* **GIVEN REQUEST**
Please write out every line of the records below as a numbered list, skipping blank lines and omitting the pictures.

(Entries from an annotation dataset)
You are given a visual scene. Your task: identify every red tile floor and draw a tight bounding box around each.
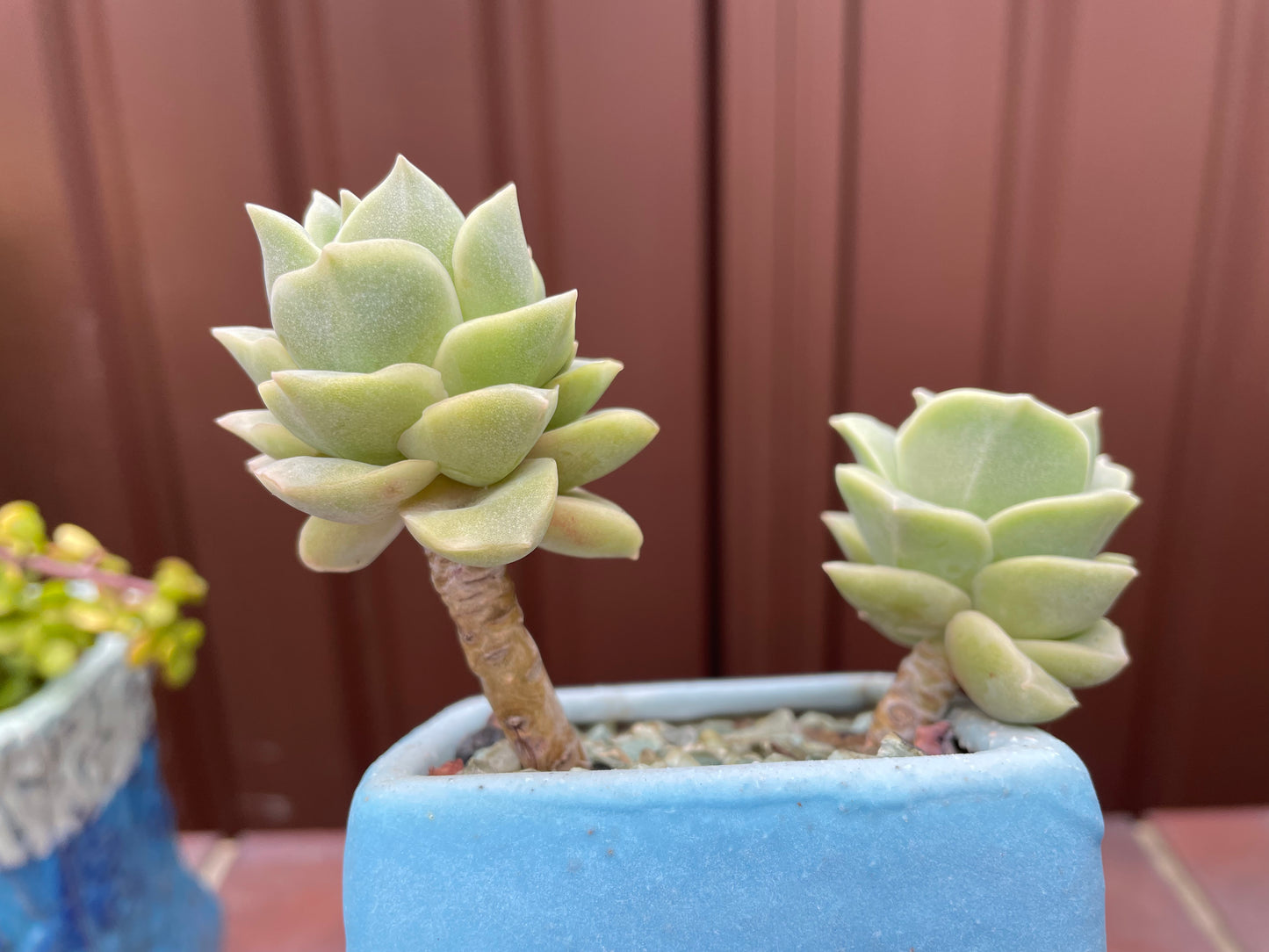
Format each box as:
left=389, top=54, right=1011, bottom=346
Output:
left=182, top=807, right=1269, bottom=952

* **RESPONSE TO THE EXERCISE**
1. You are given a visual scene. Your task: identify every red tile floor and draw a tight bounding box around each.
2. Format each box as:
3. left=389, top=54, right=1011, bottom=346
4. Output:
5. left=182, top=807, right=1269, bottom=952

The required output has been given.